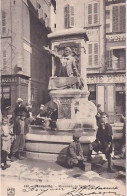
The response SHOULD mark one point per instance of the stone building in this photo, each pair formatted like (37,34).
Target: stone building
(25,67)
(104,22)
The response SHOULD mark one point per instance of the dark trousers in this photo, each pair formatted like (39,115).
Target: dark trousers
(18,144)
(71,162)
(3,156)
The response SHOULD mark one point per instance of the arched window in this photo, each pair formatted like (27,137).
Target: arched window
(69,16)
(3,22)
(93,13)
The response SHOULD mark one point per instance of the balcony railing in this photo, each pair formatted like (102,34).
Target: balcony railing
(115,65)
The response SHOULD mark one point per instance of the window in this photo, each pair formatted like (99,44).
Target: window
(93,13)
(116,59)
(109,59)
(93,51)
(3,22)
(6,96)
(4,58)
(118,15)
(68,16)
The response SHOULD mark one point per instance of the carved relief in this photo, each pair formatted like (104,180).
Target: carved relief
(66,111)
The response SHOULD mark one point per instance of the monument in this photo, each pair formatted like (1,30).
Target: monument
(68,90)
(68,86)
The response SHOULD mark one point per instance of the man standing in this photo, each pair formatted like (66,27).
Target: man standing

* * *

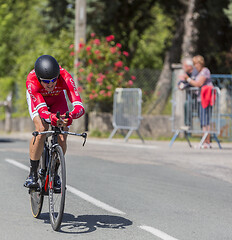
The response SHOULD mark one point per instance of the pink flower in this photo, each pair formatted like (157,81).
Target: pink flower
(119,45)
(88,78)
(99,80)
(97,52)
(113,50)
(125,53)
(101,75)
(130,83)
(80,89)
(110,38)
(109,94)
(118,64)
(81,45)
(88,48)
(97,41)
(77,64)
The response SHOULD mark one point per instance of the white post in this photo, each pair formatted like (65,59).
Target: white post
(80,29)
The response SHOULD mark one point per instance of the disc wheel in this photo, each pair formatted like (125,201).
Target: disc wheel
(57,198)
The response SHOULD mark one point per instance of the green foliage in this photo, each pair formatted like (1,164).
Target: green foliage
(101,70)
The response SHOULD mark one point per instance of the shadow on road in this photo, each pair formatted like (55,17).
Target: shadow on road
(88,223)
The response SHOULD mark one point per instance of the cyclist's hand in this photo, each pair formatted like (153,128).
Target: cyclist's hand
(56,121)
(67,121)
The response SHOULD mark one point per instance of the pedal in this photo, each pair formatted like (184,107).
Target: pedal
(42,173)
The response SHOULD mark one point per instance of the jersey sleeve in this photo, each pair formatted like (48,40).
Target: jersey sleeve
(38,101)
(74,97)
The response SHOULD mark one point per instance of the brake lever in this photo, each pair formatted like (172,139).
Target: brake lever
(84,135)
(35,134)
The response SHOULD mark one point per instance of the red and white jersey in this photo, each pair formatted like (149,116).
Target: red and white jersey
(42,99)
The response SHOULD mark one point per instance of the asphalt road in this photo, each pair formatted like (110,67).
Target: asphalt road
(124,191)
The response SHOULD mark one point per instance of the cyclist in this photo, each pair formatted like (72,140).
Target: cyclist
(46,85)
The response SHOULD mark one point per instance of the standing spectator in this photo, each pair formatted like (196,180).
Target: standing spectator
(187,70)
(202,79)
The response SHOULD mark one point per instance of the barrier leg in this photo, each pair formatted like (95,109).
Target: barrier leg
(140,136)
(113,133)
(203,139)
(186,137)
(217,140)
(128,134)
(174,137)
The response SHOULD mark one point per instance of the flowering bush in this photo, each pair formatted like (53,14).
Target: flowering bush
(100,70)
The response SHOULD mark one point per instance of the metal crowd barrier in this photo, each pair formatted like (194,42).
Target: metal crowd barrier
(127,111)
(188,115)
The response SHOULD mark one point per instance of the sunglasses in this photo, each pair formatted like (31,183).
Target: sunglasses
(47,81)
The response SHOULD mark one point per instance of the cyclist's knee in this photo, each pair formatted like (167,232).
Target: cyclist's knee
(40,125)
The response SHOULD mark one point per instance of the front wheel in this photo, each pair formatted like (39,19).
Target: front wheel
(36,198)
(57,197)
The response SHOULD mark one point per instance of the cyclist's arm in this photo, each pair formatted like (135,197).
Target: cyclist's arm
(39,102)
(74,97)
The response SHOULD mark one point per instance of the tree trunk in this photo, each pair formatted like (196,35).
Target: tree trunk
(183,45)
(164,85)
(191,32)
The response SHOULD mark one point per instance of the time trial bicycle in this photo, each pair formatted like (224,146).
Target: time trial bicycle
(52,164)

* * *

**TASK TO COMPLETE**: Among the entries above, locate the lines containing "The response SHOULD mark one point per instance of the stone" and "Target: man standing", and transcribe exactly those two lines and all lines between.

**EXERCISE RESPONSE**:
The response SHOULD mark one point per instance of the stone building in this photo, each pair formatted like (37,34).
Target: stone building
(25,67)
(104,22)
The response SHOULD mark one point per instance of the dark trousers in this photo, each pair formatted like (39,115).
Target: dark trousers
(18,144)
(71,162)
(3,156)
The response SHOULD mark one point per instance of the arched window in this photo, each pair formatted like (27,137).
Target: arched window
(69,16)
(3,22)
(93,13)
The response SHOULD mark one point per instance of the balcony railing in this photo, each pair formatted like (102,34).
Target: balcony railing
(115,65)
The response SHOULD mark one point per instance of the window in this photo, each pair formatted like (99,44).
Target: window
(93,13)
(116,59)
(109,59)
(93,51)
(3,22)
(6,96)
(4,58)
(118,15)
(68,16)
The response SHOULD mark one point per instance of the carved relief in this photo, each pair formatted like (104,180).
Target: carved relief
(66,111)
The response SHOULD mark one point per instance of the monument in this photo, each pair formatted like (1,30).
Target: monument
(68,90)
(68,86)
The response SHOULD mark one point per instance of the man standing in this photo, each pair formatted like (66,27).
Target: man standing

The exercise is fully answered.